Rows from a dataset for labeling boxes:
►
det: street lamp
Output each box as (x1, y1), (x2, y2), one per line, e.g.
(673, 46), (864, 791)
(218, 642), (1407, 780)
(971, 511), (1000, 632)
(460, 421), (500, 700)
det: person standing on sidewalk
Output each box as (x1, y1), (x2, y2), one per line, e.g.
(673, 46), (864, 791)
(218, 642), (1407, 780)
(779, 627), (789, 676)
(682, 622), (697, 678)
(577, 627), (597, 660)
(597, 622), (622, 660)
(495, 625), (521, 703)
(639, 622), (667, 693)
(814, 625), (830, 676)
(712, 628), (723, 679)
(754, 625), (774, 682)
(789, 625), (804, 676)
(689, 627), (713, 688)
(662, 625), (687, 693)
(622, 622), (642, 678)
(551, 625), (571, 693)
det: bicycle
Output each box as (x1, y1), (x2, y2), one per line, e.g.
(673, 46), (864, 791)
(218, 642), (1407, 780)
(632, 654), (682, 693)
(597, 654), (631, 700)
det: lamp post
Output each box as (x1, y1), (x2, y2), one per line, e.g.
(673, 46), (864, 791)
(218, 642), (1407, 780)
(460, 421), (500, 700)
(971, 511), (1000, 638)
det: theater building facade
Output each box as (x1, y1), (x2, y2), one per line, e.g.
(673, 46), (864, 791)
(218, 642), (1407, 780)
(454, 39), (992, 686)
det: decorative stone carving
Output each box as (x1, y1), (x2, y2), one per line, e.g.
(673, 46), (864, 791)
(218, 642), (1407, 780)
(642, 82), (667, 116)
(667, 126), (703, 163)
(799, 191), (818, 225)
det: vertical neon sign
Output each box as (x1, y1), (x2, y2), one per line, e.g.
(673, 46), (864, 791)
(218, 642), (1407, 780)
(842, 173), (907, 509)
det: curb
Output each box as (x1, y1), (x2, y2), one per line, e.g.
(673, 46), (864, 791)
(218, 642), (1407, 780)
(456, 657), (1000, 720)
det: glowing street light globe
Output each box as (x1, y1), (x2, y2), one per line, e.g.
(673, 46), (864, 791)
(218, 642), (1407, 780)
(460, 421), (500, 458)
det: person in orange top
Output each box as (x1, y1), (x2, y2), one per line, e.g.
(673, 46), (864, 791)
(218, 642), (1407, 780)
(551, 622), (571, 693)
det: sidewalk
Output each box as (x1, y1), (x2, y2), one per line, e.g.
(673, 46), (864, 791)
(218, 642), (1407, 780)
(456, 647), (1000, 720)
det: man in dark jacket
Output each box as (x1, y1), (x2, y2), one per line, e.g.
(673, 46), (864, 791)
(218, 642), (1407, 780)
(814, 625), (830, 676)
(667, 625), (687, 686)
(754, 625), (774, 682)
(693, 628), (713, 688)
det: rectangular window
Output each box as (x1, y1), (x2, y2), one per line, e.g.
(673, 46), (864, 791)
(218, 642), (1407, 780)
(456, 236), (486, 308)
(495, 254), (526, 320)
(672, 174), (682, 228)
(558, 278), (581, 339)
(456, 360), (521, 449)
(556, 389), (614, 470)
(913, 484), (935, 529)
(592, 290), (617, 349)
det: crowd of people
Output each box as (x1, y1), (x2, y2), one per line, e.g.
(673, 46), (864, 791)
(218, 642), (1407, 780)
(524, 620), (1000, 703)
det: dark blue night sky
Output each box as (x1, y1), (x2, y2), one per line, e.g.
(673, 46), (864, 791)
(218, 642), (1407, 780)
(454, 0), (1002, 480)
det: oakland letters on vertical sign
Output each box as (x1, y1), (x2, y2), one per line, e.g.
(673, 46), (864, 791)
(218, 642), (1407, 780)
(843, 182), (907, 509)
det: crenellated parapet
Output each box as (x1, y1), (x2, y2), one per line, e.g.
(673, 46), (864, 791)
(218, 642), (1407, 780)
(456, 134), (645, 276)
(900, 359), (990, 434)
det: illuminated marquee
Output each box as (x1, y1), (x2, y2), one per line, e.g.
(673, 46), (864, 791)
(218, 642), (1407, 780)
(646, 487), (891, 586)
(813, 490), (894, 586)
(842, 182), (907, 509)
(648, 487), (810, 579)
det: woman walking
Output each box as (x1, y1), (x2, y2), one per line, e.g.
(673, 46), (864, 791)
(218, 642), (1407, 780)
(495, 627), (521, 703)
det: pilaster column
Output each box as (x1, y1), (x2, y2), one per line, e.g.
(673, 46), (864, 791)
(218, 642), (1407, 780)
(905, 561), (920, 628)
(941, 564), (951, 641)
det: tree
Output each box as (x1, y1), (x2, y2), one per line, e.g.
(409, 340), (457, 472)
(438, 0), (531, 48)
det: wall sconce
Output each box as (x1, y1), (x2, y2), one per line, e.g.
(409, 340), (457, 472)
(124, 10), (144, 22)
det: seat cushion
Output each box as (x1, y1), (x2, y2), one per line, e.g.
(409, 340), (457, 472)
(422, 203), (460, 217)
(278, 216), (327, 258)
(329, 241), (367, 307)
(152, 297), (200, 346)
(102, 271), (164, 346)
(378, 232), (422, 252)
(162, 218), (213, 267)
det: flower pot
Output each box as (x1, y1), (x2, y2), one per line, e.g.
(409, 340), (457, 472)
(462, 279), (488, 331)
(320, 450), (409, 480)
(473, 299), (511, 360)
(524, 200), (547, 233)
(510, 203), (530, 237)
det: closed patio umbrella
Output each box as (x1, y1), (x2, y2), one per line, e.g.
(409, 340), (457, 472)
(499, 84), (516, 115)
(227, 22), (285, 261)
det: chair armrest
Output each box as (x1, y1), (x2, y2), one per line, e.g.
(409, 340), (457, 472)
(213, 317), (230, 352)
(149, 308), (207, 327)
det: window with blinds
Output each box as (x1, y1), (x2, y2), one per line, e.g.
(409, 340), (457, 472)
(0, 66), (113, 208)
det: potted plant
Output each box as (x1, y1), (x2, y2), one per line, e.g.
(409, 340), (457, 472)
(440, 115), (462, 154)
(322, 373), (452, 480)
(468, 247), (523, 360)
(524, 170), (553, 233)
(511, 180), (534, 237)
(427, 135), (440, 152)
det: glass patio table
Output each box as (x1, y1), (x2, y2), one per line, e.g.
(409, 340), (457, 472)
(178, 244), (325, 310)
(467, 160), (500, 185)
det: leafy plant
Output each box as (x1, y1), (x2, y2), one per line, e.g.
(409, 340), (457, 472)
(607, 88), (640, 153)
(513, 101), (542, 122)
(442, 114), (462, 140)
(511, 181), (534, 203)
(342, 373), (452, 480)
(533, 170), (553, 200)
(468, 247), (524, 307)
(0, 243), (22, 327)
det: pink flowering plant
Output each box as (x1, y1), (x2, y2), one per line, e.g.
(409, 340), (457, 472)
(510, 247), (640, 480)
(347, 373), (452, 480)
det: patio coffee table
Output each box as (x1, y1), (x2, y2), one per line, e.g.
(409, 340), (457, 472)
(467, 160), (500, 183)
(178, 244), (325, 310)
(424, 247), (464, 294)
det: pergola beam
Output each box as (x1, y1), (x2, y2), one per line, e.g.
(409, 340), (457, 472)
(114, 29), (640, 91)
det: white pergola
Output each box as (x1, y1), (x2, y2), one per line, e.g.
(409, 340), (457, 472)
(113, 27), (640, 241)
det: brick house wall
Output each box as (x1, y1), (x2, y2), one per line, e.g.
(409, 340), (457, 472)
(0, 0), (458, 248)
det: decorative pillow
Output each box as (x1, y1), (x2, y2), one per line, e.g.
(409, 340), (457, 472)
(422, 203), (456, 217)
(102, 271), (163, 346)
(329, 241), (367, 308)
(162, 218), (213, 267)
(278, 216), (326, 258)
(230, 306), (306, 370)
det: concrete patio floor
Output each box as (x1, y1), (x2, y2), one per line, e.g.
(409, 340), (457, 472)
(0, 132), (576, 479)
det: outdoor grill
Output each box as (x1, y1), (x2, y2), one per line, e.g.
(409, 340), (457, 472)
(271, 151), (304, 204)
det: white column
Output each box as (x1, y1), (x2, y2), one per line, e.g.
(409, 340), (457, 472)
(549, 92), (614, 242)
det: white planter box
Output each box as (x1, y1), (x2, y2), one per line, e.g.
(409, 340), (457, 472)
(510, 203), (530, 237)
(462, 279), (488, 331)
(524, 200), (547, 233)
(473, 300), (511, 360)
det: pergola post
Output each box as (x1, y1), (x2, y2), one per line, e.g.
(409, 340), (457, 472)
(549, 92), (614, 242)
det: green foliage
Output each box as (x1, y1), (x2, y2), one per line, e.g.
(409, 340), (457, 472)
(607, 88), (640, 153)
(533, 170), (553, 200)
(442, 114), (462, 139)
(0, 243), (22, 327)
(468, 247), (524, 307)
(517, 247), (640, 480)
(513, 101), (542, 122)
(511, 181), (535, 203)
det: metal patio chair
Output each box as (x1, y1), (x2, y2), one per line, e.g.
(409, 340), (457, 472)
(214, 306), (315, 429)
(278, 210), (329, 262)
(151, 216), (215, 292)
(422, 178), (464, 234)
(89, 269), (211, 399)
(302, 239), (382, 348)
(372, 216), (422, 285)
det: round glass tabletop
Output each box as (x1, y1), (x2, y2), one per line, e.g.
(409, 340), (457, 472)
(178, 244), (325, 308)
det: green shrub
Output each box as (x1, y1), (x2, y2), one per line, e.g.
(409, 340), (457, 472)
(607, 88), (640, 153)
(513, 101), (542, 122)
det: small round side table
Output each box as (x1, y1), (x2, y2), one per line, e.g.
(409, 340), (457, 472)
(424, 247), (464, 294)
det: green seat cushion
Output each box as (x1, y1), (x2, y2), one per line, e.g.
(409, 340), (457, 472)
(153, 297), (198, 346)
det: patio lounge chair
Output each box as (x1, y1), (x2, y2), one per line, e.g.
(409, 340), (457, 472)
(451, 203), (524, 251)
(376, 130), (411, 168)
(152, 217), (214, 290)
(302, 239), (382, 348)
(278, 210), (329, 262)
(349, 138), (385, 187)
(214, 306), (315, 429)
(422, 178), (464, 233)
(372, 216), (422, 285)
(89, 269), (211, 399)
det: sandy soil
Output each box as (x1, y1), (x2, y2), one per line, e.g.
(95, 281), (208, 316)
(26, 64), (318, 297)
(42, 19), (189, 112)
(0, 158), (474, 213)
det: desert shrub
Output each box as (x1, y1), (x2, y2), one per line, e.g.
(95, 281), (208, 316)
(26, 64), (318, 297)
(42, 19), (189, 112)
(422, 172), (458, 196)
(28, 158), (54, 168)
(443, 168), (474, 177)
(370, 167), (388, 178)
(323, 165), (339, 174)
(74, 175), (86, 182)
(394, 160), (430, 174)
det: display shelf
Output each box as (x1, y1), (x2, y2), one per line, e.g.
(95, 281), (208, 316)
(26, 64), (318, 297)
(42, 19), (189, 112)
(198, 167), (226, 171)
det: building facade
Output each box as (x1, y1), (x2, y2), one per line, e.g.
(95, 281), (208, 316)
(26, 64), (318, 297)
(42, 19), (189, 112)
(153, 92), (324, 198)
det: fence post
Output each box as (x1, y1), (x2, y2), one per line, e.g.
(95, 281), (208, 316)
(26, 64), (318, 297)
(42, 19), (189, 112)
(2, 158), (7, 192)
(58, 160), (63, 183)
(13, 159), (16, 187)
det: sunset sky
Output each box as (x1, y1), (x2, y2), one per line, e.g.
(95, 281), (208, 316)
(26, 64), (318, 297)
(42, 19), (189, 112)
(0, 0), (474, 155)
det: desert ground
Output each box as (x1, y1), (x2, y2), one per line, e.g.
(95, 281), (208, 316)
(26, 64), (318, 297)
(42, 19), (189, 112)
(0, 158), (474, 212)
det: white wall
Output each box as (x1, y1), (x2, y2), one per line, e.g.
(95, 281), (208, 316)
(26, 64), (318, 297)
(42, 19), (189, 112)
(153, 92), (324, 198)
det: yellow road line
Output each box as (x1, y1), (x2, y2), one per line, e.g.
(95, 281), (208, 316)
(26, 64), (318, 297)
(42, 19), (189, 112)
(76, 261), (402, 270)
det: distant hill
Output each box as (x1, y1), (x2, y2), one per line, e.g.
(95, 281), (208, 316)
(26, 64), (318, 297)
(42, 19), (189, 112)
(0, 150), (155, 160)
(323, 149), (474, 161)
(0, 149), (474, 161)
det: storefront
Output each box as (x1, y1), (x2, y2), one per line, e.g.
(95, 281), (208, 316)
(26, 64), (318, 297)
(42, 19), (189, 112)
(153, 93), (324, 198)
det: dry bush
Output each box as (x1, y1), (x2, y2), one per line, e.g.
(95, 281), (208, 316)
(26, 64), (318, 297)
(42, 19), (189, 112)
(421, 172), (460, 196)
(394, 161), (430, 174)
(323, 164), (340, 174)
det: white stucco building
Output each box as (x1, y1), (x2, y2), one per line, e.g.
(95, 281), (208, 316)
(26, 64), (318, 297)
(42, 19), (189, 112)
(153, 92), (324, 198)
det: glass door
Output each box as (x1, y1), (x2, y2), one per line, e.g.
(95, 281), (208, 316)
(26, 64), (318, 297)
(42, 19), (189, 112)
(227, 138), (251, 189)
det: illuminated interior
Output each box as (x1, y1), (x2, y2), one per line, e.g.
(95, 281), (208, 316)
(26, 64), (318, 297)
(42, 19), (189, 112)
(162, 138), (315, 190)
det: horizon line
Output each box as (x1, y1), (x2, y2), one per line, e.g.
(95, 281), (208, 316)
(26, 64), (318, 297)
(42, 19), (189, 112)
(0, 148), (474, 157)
◄
Reproduce the items from the beginning through the line that contains "(454, 39), (992, 686)", changing "bicycle" to "bike" and keeping everything else the same.

det: street lamp
Output each box as (x1, y1), (x2, y2), one per line, e.g.
(673, 46), (864, 791)
(218, 642), (1407, 780)
(971, 511), (1000, 632)
(460, 421), (500, 700)
det: person standing on sidewalk
Output each box as (x1, y1), (x2, y2), one per line, e.g.
(673, 46), (864, 791)
(218, 642), (1407, 780)
(779, 627), (789, 676)
(682, 622), (697, 678)
(577, 627), (597, 660)
(597, 622), (622, 660)
(495, 625), (521, 703)
(639, 622), (667, 693)
(814, 625), (830, 676)
(712, 628), (723, 679)
(754, 625), (774, 682)
(789, 625), (804, 676)
(689, 627), (713, 688)
(662, 625), (687, 693)
(622, 622), (642, 678)
(551, 625), (571, 693)
det: bike
Output each box as (x1, y1), (x2, y2), one per line, e.g.
(673, 46), (864, 791)
(218, 642), (1407, 780)
(632, 654), (682, 693)
(597, 654), (631, 700)
det: lamp post
Output each box as (x1, y1), (x2, y2), one per line, e.g.
(673, 46), (864, 791)
(218, 642), (1407, 780)
(460, 421), (500, 700)
(971, 511), (1000, 638)
det: theater building facade
Output each box as (x1, y1), (x2, y2), one per line, e.g.
(673, 46), (864, 791)
(218, 642), (1407, 780)
(454, 39), (992, 686)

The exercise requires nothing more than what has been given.